● **Description of the task**:
Which of the lines below include the word "form"? Pull each one out.

(Saved entries)
§ §
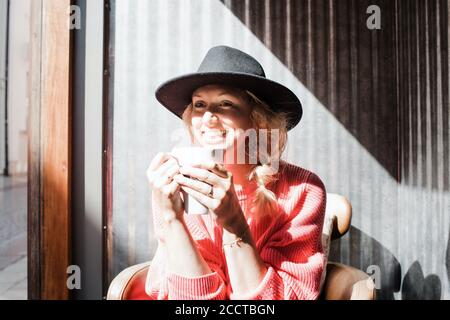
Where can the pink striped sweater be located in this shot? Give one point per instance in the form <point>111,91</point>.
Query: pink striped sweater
<point>289,244</point>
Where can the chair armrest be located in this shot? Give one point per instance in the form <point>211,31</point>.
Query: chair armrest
<point>129,284</point>
<point>347,283</point>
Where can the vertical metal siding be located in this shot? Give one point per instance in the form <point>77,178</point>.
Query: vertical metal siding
<point>375,126</point>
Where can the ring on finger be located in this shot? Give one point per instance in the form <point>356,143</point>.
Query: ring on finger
<point>211,191</point>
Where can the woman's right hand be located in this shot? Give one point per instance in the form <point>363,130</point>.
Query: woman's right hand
<point>166,201</point>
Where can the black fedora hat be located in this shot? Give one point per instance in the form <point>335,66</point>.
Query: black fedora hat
<point>232,67</point>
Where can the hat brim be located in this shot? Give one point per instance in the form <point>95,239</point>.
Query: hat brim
<point>176,93</point>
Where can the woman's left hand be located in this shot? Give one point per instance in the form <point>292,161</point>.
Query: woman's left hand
<point>214,189</point>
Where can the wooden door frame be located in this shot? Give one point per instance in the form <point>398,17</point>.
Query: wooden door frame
<point>49,150</point>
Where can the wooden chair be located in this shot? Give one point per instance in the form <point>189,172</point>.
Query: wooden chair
<point>342,282</point>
§ §
● **Expected answer**:
Where can the pink striped sweater be located in this shot? Give one point per instance in the form <point>111,91</point>.
Where can the chair armrest be located in this shot? Give one point per instance in the form <point>211,31</point>.
Where can the vertical metal siding be located in this shot? Give one point per instance in the form <point>77,178</point>.
Where can the ring on finger be located in this shot? Give one point per instance in the form <point>356,143</point>.
Where can the woman's right hand be located in this shot? Give one point per instance in the form <point>363,130</point>.
Where can the black fedora hat be located in this shot? Give one point per instance in the form <point>335,66</point>.
Where can the hat brim be located in this shot? Give one point per instance in the form <point>95,239</point>.
Where can the woman's left hand be located in this shot? Give one point per instance in the form <point>292,161</point>.
Where can the wooden door frame be located in this shot? Give one point per instance in the form <point>398,17</point>.
Where can the wooden chair be located in this shot? Give one point per instance in the form <point>189,172</point>.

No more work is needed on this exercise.